* _Directive_:
Rescale everything from the line containing "of the gradient" down to the line containing "x=357, y=530", both included, writing out only those rows again in full with their requests and multiplying each answer coordinate by 1.9, rounded to a whole number with halves going up.

* _Material shown_:

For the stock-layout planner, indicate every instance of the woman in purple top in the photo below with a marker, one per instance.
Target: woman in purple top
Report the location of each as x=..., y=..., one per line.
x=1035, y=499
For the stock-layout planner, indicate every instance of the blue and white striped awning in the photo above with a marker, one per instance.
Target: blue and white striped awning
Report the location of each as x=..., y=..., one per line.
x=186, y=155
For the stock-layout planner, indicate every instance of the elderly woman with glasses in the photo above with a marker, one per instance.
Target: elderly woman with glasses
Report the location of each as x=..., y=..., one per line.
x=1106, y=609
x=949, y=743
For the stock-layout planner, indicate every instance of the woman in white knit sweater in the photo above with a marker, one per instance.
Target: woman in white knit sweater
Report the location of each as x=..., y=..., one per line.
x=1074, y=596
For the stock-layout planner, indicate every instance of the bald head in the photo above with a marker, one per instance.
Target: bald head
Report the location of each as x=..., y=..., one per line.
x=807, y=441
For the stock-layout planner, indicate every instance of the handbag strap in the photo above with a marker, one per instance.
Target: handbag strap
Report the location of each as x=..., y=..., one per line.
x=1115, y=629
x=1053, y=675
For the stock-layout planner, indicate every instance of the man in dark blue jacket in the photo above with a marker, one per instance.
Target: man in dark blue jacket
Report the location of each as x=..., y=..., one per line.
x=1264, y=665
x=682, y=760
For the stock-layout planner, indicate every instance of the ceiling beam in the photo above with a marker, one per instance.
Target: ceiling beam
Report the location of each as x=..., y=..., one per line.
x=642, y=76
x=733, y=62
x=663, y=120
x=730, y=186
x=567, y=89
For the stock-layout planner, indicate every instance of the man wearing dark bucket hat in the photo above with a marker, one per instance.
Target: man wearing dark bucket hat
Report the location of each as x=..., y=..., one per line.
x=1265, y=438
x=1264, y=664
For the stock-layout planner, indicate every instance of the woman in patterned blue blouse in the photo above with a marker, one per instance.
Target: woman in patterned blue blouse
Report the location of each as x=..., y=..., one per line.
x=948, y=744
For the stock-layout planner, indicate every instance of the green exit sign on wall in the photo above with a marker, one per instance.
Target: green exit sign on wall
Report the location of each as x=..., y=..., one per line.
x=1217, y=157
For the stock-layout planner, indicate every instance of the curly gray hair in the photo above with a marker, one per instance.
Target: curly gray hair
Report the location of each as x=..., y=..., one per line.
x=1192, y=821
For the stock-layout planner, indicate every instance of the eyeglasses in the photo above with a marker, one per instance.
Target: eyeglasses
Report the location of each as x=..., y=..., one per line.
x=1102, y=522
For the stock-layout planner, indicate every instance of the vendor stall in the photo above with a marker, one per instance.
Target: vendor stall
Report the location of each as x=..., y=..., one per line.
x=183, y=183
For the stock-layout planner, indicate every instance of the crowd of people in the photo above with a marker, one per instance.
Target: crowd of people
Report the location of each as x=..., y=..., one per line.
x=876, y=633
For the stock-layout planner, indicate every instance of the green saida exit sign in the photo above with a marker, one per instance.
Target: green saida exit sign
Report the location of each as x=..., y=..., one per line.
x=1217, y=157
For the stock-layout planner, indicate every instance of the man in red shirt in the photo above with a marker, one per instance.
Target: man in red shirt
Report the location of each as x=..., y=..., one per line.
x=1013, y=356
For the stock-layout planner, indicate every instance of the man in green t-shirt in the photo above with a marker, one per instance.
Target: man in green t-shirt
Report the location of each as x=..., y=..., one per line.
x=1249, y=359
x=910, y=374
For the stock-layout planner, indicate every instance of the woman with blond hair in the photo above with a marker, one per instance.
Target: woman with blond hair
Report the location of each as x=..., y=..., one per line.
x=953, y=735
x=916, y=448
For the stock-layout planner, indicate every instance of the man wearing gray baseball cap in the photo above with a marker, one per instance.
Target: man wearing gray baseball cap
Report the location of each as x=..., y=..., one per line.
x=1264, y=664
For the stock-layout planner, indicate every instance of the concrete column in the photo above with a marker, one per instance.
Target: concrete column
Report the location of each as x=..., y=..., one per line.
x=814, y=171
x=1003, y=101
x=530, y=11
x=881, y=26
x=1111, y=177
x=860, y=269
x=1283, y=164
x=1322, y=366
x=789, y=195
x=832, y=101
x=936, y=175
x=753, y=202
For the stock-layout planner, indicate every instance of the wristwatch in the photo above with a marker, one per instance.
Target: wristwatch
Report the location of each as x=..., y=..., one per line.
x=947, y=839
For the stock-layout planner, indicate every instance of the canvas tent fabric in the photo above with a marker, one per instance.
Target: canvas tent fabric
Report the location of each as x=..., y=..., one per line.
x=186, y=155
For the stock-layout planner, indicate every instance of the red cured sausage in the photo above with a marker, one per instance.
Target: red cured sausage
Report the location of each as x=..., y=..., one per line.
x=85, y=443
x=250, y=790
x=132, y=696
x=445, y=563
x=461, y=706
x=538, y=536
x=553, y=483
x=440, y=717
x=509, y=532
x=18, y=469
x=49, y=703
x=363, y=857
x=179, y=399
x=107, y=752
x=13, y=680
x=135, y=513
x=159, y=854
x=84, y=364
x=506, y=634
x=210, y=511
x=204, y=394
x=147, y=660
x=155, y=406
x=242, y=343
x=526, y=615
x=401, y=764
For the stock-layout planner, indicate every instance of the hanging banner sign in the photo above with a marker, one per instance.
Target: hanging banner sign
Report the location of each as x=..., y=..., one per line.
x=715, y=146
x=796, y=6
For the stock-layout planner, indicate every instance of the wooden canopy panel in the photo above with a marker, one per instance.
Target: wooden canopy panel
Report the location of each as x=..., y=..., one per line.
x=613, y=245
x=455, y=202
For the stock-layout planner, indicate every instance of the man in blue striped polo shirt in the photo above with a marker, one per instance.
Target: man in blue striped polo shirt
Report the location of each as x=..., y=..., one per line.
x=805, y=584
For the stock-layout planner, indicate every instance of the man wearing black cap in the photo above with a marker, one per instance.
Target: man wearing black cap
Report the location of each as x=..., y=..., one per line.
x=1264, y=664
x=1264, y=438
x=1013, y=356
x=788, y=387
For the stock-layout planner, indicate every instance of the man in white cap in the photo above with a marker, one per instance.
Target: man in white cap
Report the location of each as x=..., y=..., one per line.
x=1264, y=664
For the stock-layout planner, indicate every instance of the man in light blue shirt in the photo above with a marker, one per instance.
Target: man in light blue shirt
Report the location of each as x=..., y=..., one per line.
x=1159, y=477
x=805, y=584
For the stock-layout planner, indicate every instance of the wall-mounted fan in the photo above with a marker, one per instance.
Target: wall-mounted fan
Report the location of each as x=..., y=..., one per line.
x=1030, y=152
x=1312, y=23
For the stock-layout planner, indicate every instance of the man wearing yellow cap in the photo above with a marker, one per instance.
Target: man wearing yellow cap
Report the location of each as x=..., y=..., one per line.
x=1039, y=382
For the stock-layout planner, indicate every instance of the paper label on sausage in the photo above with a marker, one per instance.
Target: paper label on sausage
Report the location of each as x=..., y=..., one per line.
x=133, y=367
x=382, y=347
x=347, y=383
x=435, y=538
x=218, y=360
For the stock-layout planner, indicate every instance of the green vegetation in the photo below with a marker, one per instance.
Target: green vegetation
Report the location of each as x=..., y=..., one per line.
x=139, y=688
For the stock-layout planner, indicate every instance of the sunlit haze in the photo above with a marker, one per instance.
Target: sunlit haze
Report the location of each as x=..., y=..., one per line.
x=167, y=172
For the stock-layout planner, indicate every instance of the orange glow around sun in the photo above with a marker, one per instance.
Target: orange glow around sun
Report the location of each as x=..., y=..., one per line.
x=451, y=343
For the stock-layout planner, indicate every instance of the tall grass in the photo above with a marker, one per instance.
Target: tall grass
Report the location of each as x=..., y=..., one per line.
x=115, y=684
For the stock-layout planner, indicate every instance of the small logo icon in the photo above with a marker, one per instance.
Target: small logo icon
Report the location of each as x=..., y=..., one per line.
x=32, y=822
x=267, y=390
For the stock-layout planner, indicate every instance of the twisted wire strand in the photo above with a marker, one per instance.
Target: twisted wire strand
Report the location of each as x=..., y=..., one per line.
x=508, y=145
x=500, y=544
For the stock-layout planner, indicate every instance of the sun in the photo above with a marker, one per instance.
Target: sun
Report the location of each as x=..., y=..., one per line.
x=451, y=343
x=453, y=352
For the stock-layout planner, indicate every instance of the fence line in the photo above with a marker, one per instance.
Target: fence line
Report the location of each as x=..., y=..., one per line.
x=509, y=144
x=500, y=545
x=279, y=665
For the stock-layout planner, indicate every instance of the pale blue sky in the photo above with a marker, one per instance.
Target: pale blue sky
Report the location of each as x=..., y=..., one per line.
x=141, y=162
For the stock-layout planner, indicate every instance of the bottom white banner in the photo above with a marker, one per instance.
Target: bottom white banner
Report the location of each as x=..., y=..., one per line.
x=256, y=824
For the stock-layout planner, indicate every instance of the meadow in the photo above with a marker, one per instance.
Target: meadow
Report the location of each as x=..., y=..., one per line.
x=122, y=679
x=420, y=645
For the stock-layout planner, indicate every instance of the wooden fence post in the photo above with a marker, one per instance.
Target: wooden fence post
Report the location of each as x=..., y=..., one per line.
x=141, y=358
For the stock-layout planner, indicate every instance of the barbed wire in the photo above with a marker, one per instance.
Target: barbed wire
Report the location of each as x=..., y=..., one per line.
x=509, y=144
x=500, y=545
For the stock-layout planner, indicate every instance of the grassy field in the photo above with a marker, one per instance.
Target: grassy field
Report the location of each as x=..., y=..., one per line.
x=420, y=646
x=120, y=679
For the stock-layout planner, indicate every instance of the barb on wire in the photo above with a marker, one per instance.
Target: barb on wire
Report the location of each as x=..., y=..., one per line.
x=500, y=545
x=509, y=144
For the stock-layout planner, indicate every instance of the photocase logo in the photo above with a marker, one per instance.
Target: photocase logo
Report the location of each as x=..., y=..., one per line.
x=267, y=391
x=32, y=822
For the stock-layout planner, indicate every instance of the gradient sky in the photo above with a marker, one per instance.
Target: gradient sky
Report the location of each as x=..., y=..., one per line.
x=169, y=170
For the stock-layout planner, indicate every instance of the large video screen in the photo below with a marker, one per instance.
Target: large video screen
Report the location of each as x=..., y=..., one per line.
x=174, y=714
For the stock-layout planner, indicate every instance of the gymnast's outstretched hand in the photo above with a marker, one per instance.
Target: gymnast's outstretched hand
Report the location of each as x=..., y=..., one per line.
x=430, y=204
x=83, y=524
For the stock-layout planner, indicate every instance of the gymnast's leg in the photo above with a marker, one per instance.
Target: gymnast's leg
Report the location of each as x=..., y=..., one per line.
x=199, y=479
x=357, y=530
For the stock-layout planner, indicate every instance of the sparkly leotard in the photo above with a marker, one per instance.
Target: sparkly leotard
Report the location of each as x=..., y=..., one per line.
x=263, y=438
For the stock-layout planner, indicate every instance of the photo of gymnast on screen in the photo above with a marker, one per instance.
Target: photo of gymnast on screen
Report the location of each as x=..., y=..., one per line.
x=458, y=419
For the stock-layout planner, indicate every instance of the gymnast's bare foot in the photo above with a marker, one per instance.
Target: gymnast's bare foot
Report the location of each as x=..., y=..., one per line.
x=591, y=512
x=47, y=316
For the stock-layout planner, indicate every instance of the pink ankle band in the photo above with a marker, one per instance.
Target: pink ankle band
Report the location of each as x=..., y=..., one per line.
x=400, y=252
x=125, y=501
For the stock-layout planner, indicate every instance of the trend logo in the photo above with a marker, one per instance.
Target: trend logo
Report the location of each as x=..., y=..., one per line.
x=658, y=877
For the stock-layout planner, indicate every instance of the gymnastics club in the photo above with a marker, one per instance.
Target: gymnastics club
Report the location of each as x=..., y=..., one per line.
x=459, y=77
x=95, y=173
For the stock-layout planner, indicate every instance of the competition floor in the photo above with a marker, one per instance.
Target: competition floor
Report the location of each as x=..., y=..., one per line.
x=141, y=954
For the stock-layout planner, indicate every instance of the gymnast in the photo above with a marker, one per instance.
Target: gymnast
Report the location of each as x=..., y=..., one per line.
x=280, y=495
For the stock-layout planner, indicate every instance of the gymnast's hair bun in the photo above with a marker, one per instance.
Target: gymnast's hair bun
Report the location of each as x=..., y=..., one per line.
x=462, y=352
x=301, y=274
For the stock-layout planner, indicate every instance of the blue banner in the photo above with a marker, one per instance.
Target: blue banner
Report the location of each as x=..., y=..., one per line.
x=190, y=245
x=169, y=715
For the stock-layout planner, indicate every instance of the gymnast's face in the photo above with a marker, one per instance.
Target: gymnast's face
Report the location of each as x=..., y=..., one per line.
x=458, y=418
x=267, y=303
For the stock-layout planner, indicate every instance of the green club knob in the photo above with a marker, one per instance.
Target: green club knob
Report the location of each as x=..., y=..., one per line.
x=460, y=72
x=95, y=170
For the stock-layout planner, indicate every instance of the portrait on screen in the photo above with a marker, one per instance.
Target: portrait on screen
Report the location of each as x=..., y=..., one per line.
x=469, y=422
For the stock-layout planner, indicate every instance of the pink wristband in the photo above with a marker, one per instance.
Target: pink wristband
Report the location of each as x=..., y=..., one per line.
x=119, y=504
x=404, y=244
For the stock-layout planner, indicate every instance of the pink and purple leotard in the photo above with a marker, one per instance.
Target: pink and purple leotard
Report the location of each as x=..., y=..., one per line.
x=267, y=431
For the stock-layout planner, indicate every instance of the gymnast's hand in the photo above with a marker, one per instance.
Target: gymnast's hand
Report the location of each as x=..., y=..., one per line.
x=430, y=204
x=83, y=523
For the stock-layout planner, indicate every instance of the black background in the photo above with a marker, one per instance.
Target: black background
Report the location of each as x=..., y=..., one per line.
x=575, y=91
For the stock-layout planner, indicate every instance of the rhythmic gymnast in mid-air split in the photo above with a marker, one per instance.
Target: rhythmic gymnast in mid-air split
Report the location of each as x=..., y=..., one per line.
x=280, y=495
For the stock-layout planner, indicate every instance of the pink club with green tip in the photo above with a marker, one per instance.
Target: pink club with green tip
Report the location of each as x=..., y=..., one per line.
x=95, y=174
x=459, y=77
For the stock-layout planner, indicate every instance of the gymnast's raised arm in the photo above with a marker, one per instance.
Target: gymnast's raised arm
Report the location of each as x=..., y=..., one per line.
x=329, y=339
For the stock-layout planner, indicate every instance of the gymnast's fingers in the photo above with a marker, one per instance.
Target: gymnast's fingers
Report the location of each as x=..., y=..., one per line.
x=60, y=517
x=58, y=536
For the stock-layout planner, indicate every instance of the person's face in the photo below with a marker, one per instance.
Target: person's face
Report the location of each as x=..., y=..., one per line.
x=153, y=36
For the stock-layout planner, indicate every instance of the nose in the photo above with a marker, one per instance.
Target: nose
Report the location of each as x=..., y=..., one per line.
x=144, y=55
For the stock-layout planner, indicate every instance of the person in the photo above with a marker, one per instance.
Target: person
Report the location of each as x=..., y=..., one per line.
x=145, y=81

* _Answer below_:
For the stock-layout planner, indicate every instance of the gradient sky in the photo above with a marker, one per instance.
Target: gradient sky
Report the location of each as x=..., y=..., one per line.
x=321, y=323
For the stock-layout planner, indicate every instance of the large video screen in the photo below with a marker, one per instance.
Target: large video screen
Report the location of each as x=..., y=..., one per line.
x=331, y=1357
For the stock-layout planner, indicate every instance of the gymnast's outstretched hand in the photo above with a marker, one per instance.
Target: gymnast's outstretched hand
Report the location of each as x=..., y=..., one per line.
x=817, y=388
x=158, y=996
For the stock-layout planner, indicate every instance of the gymnast's leg in the photo above with a marker, one per instance.
Target: gymnast's leg
Report the location of each as x=..., y=..., one per line.
x=378, y=910
x=678, y=1007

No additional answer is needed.